=== Tekstfragment ===
ECLI:NL:RBZWB:2024:6351

Rechtbank Zeeland-West-Brabant

Datum uitspraak
18 september 2024
Publicatiedatum
13 september 2024
Zaaknummer
02-267630-23
Instantie
Rechtbank Zeeland-West-Brabant
Type
Uitspraak
Rechtsgebied
Strafrecht
Procedures
  • Op tegenspraak
Vindplaatsen
  • Rechtspraak.nl
AI samenvatting door LexboostAutomatisch gegenereerd

Bewezenverklaring van eendaadse samenloop van mishandeling en openlijk geweld gepleegd door ouders tegen leerlingen op school

In deze strafzaak, behandeld door de Rechtbank Zeeland-West-Brabant op 18 september 2024, is de verdachte beschuldigd van mishandeling en openlijk geweld tegen twee leerlingen op de middelbare school van zijn dochter. De zaak werd inhoudelijk behandeld op 6 september 2024, waarbij de officier van justitie en de verdediging hun standpunten naar voren brachten. De tenlastelegging omvatte onder andere poging tot zware mishandeling en openlijk geweld. De rechtbank oordeelde dat de dagvaarding geldig was en dat de officier van justitie ontvankelijk was in de vervolging.

De rechtbank heeft vastgesteld dat de verdachte zich schuldig heeft gemaakt aan mishandeling door een van de slachtoffers in het gezicht te slaan. De poging tot zware mishandeling werd niet bewezen, omdat de rechtbank oordeelde dat de kans op zwaar lichamelijk letsel niet aanmerkelijk was. Wel werd bewezen dat de verdachte openlijk geweld heeft gepleegd tegen beide slachtoffers. De rechtbank hield rekening met de recidive van de verdachte en de impact van het geweld op de slachtoffers, die als minderjarigen extra kwetsbaar waren.

=== Getoonde items ===
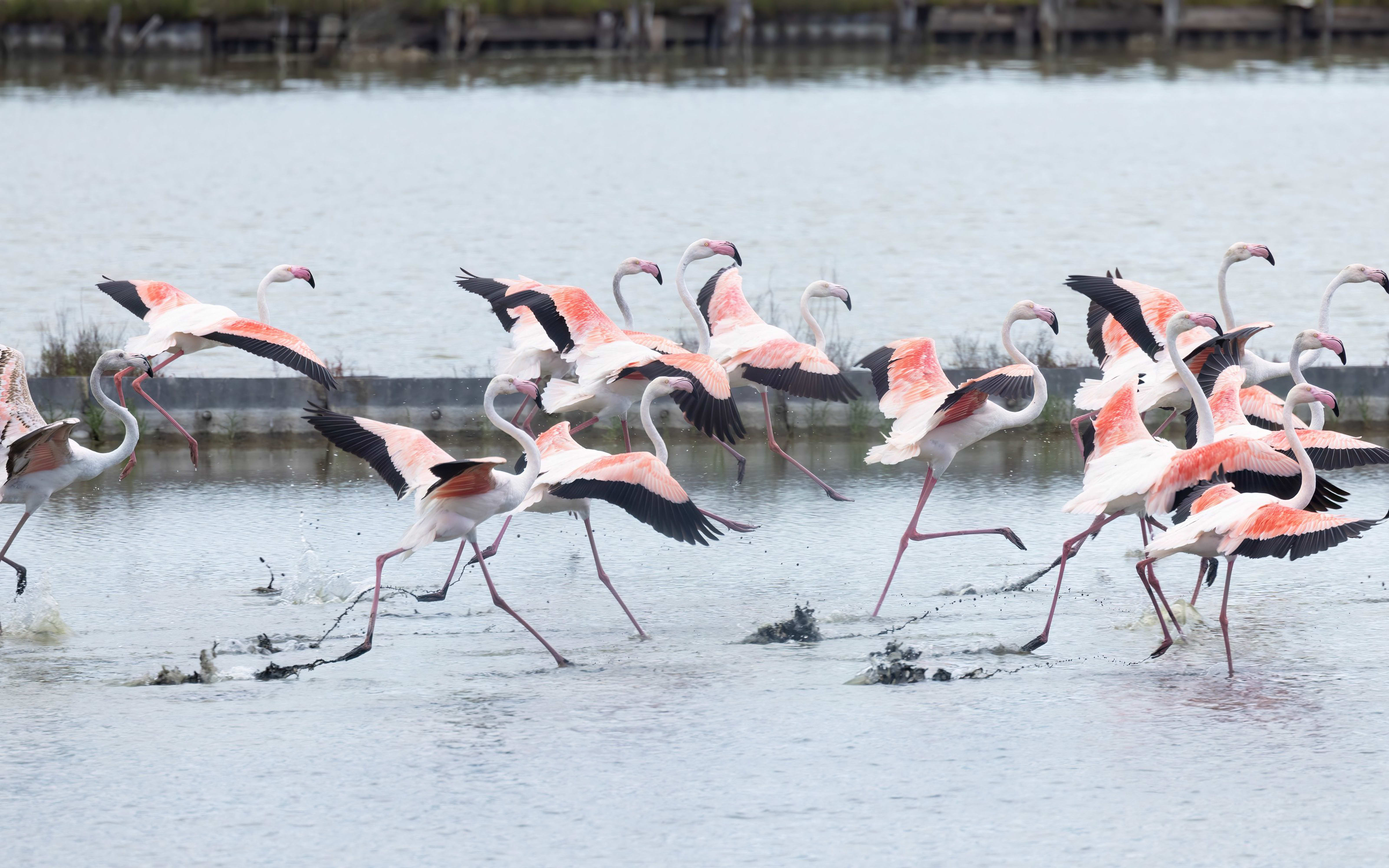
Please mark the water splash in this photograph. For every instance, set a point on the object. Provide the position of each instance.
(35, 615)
--
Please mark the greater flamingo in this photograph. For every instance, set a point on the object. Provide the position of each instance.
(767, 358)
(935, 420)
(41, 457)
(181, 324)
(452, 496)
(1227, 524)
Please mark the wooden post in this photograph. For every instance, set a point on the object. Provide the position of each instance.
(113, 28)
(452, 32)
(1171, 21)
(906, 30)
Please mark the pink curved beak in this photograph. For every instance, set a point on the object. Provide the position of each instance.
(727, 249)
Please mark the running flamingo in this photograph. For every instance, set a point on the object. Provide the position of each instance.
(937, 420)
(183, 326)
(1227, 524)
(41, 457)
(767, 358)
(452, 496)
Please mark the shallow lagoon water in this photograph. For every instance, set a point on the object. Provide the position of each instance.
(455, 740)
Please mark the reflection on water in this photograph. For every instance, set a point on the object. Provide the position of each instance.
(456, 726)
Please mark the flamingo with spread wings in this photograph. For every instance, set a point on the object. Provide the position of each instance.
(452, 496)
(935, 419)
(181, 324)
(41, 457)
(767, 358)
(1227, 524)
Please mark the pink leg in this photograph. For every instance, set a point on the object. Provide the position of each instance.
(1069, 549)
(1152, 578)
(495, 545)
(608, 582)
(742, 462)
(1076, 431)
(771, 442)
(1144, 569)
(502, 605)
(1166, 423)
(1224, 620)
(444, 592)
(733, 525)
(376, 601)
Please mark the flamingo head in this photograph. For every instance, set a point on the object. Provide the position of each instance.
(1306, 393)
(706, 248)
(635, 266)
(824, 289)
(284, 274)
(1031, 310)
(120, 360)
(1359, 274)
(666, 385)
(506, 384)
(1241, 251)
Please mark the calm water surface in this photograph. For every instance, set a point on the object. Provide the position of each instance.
* * *
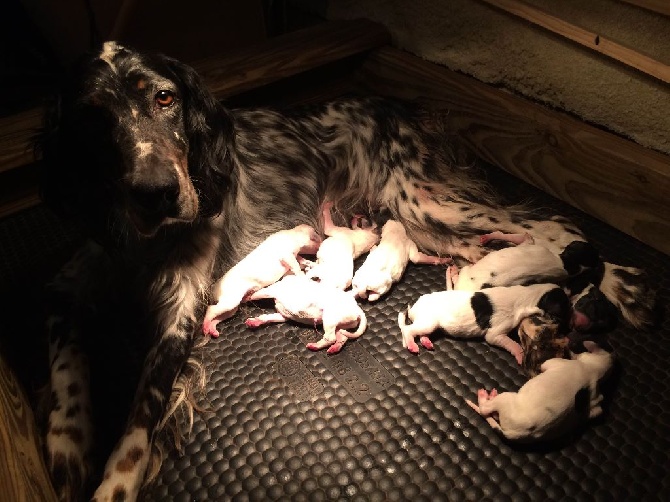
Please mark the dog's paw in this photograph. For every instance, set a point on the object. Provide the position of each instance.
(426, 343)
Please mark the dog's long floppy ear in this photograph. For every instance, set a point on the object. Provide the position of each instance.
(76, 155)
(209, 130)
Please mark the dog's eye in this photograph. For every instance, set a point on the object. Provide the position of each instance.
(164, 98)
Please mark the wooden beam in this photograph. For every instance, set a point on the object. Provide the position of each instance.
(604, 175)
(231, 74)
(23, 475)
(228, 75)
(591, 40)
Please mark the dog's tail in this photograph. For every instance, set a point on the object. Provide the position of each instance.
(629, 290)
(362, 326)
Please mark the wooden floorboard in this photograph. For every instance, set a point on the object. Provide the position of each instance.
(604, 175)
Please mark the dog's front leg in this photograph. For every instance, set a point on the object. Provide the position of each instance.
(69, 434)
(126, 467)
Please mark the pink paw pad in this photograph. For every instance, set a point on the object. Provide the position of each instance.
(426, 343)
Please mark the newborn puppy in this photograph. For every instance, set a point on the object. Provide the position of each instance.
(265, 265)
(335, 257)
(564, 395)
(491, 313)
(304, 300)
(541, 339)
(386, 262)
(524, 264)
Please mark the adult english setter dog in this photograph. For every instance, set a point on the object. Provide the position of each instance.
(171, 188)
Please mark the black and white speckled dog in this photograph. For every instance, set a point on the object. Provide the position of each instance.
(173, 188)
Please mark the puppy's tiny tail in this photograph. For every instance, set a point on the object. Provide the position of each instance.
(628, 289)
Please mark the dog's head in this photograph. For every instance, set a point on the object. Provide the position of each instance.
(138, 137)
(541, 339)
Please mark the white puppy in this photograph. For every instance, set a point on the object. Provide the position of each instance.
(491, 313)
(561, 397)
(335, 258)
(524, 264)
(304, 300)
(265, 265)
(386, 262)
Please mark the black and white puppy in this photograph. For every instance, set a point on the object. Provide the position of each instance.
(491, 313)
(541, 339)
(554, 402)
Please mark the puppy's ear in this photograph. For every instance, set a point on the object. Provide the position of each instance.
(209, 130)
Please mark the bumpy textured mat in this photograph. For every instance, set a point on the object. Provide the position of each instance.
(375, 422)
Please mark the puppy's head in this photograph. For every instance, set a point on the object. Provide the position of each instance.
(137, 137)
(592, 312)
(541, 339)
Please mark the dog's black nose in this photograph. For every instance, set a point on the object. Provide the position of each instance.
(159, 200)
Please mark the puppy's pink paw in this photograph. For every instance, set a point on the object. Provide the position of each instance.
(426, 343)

=== Opdracht 1 ===
Beantwoord de volgende vragen over de samenvatting van de strafzaak.
(a) Op welke datum werd de zaak inhoudelijk behandeld?
(b) Welk zaaknummer heeft de zaak?
(c) Waar sloeg de verdachte een van de slachtoffers?
=== Opdracht 2 ===
Neem uit de samenvatting van de strafzaak alles over van "In deze strafzaak, behandeld" tot en met "in de vervolging.", en zet daarbij "zoon" in plaats van "dochter".
=== Opdracht 3 ===
Leg in een tot drie zinnen uit waarom de poging tot zware mishandeling volgens de samenvatting van de strafzaak niet bewezen werd.

=== Antwoord 1 ===
(a) Op 6 september 2024.
(b) 02-267630-23.
(c) In het gezicht.

=== Antwoord 2 ===
In deze strafzaak, behandeld door de Rechtbank Zeeland-West-Brabant op 18 september 2024, is de verdachte beschuldigd van mishandeling en openlijk geweld tegen twee leerlingen op de middelbare school van zijn zoon. De zaak werd inhoudelijk behandeld op 6 september 2024, waarbij de officier van justitie en de verdediging hun standpunten naar voren brachten. De tenlastelegging omvatte onder andere poging tot zware mishandeling en openlijk geweld. De rechtbank oordeelde dat de dagvaarding geldig was en dat de officier van justitie ontvankelijk was in de vervolging.

=== Antwoord 3 ===
De rechtbank oordeelde dat de kans op zwaar lichamelijk letsel niet aanmerkelijk was. Daarom werd de poging tot zware mishandeling niet bewezen.